*Exercise task:* Update the material from the line that contains "Please pick out the white sneaker" through the end, replacing "white sneaker" with "black boot" wherever it appears and leaving everything else unchanged.
***** Items
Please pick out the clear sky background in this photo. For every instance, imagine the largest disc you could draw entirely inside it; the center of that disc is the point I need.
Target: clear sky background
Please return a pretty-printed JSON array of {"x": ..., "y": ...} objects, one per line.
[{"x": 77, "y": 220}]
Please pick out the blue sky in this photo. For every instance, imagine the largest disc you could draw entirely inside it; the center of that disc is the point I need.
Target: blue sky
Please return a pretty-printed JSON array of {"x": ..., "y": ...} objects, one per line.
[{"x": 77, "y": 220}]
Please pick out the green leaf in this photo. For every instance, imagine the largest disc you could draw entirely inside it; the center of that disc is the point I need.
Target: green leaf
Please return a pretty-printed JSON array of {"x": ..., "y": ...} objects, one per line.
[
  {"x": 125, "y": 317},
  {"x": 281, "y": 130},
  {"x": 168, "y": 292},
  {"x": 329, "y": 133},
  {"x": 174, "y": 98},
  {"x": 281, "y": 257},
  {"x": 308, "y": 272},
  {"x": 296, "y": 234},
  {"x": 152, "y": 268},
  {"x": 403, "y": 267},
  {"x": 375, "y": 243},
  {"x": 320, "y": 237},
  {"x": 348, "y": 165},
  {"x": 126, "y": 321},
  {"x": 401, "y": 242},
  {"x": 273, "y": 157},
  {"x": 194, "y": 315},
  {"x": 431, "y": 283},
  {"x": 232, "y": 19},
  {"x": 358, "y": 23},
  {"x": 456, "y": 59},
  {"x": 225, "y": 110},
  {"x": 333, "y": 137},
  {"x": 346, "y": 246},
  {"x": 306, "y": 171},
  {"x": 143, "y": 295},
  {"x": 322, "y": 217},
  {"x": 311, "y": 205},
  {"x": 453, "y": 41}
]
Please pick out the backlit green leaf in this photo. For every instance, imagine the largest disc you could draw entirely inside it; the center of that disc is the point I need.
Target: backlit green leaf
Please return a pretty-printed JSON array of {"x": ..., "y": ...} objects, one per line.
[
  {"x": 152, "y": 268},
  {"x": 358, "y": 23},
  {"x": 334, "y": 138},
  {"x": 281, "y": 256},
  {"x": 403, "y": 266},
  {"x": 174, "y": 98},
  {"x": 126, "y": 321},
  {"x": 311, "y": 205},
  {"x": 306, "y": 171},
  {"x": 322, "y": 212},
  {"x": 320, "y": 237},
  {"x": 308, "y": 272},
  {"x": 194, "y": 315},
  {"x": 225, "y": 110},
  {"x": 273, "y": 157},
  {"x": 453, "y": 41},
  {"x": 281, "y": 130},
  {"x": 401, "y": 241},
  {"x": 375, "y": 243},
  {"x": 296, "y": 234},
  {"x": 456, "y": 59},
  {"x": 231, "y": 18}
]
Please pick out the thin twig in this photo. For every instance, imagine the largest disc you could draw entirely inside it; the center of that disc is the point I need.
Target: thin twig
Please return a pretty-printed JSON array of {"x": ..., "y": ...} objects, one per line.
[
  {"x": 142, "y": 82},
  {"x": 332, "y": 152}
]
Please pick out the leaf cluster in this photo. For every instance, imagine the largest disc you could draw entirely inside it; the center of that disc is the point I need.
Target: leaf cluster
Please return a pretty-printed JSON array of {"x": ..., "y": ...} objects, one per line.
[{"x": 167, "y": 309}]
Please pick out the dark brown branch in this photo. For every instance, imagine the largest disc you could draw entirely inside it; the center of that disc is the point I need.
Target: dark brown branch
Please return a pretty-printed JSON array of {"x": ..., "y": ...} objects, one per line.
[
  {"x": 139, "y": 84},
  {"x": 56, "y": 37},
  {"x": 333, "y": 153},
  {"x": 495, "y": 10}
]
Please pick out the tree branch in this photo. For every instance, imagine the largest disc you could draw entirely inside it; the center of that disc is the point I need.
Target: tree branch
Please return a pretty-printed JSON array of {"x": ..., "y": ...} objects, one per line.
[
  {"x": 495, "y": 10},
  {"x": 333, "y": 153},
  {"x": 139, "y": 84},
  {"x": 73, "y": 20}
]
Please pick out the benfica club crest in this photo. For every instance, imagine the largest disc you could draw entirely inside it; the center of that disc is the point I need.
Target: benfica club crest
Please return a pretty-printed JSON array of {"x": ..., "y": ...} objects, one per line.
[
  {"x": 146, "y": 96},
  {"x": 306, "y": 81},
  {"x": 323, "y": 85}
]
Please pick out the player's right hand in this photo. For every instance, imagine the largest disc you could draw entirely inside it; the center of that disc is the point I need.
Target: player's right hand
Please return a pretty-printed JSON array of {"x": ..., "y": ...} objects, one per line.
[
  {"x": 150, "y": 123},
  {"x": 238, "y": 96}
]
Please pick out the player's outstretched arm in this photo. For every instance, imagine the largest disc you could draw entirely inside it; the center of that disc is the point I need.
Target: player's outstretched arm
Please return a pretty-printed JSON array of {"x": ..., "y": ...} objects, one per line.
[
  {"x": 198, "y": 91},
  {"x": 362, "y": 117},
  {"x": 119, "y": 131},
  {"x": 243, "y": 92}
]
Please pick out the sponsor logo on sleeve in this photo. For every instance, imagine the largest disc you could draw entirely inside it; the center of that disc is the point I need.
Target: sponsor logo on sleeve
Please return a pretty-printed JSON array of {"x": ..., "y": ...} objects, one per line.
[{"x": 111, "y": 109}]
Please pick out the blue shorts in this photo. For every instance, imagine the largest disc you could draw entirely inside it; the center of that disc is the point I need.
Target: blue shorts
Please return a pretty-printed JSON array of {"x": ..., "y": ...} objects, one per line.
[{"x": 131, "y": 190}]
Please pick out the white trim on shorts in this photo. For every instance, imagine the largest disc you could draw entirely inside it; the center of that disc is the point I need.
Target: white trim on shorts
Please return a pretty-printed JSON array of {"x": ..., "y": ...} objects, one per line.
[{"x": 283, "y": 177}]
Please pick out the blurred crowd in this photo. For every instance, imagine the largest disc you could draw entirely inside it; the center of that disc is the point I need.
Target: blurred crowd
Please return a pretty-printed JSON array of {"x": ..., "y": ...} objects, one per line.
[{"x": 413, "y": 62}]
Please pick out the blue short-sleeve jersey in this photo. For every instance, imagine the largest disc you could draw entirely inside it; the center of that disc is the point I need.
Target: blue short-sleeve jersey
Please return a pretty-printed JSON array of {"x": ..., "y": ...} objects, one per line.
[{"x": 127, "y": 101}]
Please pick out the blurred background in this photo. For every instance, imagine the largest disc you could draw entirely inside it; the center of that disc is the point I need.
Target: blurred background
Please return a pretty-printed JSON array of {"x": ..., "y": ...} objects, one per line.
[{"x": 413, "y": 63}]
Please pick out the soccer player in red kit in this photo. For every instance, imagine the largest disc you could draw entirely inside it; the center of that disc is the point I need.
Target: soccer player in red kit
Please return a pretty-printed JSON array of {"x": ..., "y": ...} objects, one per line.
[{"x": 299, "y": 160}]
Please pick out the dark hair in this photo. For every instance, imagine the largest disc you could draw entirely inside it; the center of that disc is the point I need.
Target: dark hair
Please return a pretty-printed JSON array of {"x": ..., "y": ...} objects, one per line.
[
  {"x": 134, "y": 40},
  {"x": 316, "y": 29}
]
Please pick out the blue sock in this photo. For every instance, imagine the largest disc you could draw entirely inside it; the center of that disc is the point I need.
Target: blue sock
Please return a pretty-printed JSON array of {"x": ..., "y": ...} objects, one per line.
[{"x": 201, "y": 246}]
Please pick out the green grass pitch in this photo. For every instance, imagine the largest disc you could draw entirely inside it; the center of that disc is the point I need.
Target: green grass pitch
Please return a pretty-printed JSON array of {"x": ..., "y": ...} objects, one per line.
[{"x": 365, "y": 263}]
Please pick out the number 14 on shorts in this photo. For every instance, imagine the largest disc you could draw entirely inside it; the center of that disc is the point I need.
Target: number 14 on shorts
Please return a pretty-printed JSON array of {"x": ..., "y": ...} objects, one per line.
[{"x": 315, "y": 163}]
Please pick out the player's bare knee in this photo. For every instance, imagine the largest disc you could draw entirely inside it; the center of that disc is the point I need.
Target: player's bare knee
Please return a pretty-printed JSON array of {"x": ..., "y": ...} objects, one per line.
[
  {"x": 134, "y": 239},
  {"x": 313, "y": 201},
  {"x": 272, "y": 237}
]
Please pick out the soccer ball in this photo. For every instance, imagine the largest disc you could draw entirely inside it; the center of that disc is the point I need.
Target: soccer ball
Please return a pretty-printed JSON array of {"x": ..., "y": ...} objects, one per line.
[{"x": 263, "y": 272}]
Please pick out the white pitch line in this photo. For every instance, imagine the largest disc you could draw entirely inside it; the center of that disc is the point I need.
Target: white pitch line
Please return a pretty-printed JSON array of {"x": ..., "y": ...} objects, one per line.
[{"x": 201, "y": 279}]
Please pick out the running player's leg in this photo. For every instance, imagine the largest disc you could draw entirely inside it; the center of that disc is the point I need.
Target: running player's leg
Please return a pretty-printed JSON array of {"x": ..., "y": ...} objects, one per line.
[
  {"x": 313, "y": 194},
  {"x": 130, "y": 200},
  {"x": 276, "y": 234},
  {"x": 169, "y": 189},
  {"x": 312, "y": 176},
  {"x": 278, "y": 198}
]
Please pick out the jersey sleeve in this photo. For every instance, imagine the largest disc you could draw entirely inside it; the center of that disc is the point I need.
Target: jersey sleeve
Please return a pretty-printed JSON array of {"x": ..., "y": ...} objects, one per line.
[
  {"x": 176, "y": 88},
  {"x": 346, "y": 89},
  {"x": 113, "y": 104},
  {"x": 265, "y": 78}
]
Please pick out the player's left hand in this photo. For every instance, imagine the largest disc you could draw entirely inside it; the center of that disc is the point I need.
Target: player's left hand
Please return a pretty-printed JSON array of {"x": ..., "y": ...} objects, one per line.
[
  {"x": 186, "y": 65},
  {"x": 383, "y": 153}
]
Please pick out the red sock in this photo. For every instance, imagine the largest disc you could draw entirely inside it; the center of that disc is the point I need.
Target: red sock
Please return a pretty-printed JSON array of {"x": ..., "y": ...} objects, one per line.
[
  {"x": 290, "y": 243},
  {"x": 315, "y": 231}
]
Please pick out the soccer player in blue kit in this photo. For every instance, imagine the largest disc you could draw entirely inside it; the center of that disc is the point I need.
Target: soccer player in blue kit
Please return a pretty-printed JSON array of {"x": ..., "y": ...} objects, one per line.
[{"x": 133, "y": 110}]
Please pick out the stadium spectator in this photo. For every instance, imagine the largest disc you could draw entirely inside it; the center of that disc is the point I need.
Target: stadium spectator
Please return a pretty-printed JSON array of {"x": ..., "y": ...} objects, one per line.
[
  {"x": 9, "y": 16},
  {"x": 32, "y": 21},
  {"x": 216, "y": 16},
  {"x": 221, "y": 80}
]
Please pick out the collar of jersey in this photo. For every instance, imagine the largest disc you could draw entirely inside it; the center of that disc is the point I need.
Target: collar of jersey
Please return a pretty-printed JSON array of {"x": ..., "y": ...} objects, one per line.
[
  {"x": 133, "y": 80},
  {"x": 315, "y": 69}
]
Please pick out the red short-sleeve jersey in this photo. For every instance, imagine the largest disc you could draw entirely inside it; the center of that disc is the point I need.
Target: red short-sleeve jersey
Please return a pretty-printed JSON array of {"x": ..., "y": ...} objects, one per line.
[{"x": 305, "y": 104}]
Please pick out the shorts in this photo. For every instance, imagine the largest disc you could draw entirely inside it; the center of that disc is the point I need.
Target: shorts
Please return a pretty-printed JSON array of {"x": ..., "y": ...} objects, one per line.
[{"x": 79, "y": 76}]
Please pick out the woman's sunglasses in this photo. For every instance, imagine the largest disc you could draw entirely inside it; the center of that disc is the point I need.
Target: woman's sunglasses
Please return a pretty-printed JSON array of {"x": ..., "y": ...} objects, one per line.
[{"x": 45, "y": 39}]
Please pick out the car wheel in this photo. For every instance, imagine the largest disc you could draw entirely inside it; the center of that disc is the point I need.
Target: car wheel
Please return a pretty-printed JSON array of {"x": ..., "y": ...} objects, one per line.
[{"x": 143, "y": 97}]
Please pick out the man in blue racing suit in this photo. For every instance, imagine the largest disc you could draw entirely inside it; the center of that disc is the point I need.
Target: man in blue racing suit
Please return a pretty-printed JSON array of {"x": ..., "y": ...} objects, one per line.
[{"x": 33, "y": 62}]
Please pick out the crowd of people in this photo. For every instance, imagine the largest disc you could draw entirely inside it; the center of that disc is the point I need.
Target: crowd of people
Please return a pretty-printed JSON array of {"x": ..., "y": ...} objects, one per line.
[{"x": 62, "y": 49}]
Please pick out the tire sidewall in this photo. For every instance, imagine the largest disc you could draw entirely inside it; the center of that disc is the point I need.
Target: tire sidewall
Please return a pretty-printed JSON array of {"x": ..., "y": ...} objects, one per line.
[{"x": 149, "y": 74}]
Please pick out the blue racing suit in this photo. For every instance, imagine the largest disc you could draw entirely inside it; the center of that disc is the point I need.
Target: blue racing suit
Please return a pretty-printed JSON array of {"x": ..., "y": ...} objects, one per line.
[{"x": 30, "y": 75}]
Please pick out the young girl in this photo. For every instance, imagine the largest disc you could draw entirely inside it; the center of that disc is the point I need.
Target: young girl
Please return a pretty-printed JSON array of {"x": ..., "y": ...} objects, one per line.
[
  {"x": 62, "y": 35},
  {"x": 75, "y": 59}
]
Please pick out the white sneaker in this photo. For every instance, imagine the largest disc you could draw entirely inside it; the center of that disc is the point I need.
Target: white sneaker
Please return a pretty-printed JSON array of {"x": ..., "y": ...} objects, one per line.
**********
*The response:*
Please pick out the black boot in this photo. For every instance, imagine the largest disc you could draw entirely inside it; the center of that disc is the point I need.
Target: black boot
Please return a pretty-printed JSON array of {"x": ..., "y": ...} objects, one per line.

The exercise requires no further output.